Saved entries
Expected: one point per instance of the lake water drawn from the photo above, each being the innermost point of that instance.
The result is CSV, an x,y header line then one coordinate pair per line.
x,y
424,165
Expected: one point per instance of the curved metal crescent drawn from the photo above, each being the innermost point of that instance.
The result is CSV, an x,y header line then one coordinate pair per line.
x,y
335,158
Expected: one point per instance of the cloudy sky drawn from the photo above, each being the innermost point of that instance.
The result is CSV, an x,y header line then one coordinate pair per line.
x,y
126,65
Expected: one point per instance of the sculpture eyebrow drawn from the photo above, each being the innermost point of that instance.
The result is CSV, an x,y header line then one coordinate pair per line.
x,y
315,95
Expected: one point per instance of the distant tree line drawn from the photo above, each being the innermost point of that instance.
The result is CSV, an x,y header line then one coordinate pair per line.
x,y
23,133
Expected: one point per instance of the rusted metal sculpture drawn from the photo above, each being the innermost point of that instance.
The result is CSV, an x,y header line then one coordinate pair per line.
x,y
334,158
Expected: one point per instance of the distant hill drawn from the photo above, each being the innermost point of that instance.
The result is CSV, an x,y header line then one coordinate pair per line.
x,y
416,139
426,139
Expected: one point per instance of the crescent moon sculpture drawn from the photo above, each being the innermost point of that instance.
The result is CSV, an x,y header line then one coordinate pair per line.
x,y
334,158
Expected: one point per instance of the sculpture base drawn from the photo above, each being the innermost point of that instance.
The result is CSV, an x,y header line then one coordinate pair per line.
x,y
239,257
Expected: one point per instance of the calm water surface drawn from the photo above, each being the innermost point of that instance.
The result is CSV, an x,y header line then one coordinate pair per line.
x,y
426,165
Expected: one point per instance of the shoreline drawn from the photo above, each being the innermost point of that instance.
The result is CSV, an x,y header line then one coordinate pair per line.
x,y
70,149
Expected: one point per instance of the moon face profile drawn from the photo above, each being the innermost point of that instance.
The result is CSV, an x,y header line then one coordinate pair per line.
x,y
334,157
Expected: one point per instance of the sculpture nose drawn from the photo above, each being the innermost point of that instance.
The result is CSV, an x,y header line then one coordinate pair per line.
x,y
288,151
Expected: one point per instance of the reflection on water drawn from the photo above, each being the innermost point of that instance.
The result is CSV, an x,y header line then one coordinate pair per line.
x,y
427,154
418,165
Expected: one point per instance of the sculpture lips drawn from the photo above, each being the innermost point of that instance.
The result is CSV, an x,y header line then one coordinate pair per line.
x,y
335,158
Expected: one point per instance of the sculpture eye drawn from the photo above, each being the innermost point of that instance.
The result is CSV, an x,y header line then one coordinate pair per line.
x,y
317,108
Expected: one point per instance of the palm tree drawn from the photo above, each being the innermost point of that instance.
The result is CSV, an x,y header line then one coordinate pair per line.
...
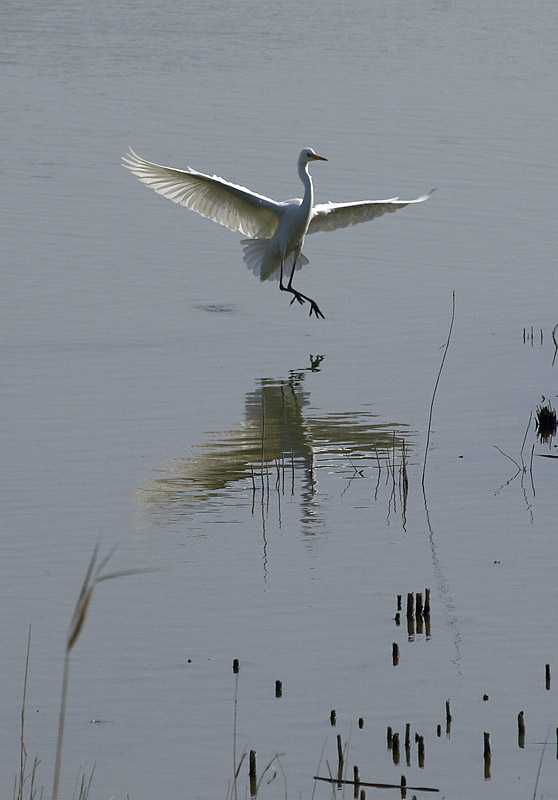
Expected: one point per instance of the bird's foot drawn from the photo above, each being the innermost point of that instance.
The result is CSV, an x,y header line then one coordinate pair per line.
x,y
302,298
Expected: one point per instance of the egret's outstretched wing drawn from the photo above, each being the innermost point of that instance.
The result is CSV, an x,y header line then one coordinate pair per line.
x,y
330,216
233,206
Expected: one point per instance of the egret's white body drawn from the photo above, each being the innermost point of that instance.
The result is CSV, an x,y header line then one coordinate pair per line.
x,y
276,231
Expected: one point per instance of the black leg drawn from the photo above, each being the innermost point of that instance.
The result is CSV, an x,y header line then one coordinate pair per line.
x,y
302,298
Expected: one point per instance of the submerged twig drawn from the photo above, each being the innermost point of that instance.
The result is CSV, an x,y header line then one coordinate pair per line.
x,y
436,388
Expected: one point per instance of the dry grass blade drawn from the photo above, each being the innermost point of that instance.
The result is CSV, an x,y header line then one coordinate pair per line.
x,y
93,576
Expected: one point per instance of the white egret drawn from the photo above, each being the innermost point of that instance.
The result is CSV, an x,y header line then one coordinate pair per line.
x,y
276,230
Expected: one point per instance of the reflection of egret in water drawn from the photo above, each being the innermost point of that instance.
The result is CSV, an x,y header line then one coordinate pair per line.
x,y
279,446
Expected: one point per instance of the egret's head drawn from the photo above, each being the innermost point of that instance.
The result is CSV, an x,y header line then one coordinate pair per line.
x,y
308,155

◆ Exercise description
Please filter the data down to the lines containing the word "distant".

◆ Expected answer
Expected: one point per instance of the distant tree line drawn from the photo above, each being the innermost point of that instance.
Expected: one point per instance of the distant hill drawn from the photo above, each being the innermost point of that instance.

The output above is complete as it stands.